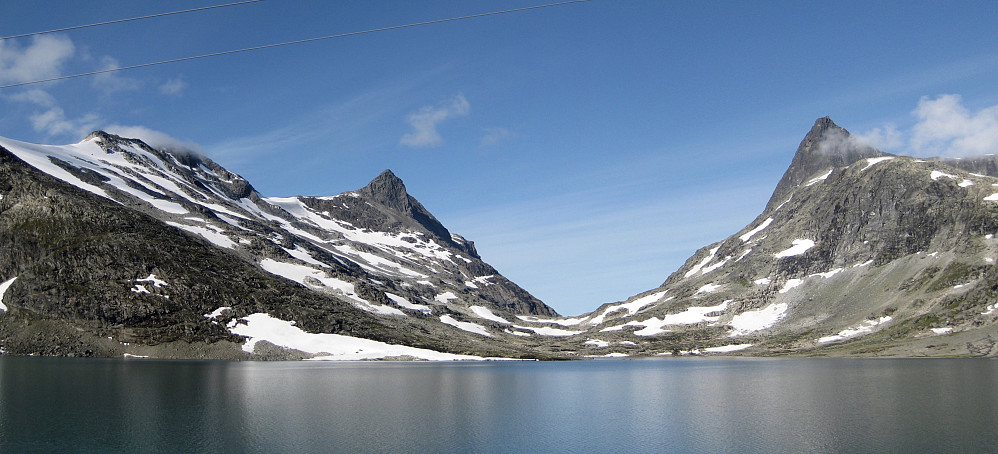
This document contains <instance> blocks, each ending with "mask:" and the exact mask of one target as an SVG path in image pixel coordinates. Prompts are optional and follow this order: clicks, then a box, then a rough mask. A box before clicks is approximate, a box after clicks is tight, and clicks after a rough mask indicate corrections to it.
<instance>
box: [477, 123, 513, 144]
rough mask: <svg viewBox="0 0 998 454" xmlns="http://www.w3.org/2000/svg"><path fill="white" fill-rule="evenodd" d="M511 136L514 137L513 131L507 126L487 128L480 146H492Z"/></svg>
mask: <svg viewBox="0 0 998 454" xmlns="http://www.w3.org/2000/svg"><path fill="white" fill-rule="evenodd" d="M511 137H513V133H512V132H510V131H509V130H508V129H506V128H487V129H486V130H485V135H484V136H482V141H481V142H479V146H482V147H490V146H492V145H495V144H497V143H499V142H502V141H504V140H507V139H509V138H511Z"/></svg>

• • • •

YOUR INSTRUCTIONS » Arrange every line of the listing above as a Markdown table with the columns "No." and "Line", numbering the rows and skipping blank lines. Leave out the picture.

RESULT OF THIS TASK »
| No. | Line |
|---|---|
| 1 | This document contains <instance> blocks, each ending with "mask:" and the exact mask of one target as an SVG path in image pixel coordinates. Prompts are optional and follow this order: clicks, then a box, then a rough mask. A box before clicks is approximate, a box after clicks is tight, and clicks after a rough mask indicate corrections to it. |
| 2 | <instance> |
| 3 | box: [477, 123, 513, 144] |
| 4 | rough mask: <svg viewBox="0 0 998 454" xmlns="http://www.w3.org/2000/svg"><path fill="white" fill-rule="evenodd" d="M511 136L514 137L513 131L507 126L487 128L480 146H492Z"/></svg> |
| 5 | mask: <svg viewBox="0 0 998 454" xmlns="http://www.w3.org/2000/svg"><path fill="white" fill-rule="evenodd" d="M511 137H513V133H512V132H510V131H509V130H508V129H506V128H487V129H486V130H485V135H484V136H482V141H481V142H479V146H482V147H490V146H492V145H495V144H497V143H499V142H502V141H504V140H507V139H509V138H511Z"/></svg> |